Nessa linha, inclusive, já me posicionei em caso análogo, no qual concedi efeito suspensivo ao Agravo Regimental interposto à decisão que deferiu parcialmente a liminar pretendida nos autos do Mandado de Segurança apenas para determinar que a prova técnica fosse realizada mediante segredo de Justiça, ocasião em que determinei a suspensão dos efeitos da decisão que determinara a realização de prova pericial no algoritmo do aplicativo da reclamada: CorPar-1000242-14.2023.5.00.0000, DJE de 12/4/2023.

Por todo o exposto, com alicerce no parágrafo único do art. 13 do RICGJT, defiro a liminar requerida para suspender qualquer efeito do acórdão prolatado na fase processual de Agravo Regimental em Mandado de Segurança, processo n.º 0000665-51.2022.5.17.0000, até que sobrevenha o julgamento definitivo da questão no mandamus em liça.

Determino que se dê ciência, de imediato, do inteiro teor desta decisão

(1) à Requerente; (2) ao Tribunal Requerido, na pessoa da Desembargadora Ana Paula Tauceda Branco; (3) ao Terceiro Interessado; e (4) ao Juízo de primeiro grau.

● REGISTROS FORNECIDOS:

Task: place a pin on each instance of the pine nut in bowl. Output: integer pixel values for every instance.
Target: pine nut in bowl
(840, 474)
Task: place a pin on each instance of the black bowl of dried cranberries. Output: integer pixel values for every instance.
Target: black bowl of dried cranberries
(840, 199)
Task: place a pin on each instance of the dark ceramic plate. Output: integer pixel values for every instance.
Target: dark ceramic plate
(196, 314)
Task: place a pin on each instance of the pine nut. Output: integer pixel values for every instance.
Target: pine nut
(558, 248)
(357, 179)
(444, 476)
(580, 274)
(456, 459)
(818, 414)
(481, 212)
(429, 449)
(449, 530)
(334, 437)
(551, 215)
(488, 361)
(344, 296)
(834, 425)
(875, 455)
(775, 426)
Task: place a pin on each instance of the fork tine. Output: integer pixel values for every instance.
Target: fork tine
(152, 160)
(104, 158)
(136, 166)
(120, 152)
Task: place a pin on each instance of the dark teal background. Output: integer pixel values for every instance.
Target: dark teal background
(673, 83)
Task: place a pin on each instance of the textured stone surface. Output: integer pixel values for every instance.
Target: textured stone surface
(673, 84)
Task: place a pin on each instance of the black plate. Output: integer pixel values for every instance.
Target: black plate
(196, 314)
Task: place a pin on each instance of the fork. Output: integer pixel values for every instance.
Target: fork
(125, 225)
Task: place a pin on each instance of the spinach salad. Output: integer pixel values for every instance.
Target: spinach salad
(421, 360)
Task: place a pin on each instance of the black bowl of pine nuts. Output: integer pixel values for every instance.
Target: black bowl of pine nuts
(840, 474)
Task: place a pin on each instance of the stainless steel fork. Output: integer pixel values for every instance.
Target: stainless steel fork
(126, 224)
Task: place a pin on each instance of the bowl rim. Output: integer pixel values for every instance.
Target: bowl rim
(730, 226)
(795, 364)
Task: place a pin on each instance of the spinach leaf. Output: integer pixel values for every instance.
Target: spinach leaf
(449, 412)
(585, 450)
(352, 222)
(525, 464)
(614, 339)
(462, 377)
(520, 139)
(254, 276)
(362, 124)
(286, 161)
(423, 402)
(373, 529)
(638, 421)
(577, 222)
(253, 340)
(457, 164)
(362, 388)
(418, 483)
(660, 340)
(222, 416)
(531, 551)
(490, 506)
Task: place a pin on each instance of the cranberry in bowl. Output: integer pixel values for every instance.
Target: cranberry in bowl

● INSTRUÇÕES DO EXERCÍCIO: Segundo o trecho de origem, em qual processo foi prolatado o acórdão cujos efeitos a liminar deferida suspende? Os registros foram tirados de outra fonte.

● RESULTADO A SEGUIR: No processo n.º 0000665-51.2022.5.17.0000, na fase processual de Agravo Regimental em Mandado de Segurança.